## What the task asks
Please pick out each line in the listing below that contains the word "window" and copy those lines.

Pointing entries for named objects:
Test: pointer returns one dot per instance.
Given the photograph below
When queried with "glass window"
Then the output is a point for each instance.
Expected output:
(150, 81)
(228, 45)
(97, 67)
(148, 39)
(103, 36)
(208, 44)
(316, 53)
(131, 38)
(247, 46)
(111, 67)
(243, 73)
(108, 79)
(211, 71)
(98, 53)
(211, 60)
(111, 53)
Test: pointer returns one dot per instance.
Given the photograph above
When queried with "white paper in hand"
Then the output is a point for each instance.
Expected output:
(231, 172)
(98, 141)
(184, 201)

...

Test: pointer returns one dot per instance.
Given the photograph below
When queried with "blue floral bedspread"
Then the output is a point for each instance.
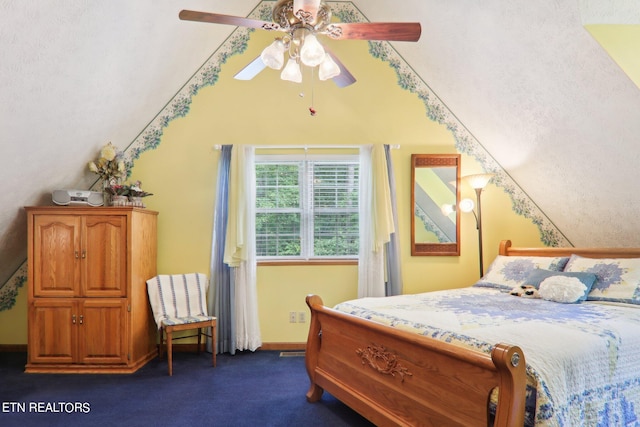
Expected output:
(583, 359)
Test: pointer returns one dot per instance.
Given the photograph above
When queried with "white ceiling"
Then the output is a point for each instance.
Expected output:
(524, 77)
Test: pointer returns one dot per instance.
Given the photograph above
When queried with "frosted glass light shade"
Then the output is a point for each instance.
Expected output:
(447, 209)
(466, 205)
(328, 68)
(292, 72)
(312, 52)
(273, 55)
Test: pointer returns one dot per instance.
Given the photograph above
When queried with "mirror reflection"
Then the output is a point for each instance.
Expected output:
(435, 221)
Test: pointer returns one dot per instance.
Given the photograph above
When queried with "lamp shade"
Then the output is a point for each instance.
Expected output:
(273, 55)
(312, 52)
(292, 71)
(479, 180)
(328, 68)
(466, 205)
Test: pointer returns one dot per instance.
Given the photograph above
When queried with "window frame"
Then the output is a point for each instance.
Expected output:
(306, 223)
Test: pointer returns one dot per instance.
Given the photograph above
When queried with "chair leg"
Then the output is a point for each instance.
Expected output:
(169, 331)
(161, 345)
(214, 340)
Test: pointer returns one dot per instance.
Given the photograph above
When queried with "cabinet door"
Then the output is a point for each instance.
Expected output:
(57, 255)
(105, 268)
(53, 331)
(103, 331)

## Final answer
When queried with "glass window"
When queried with "window frame"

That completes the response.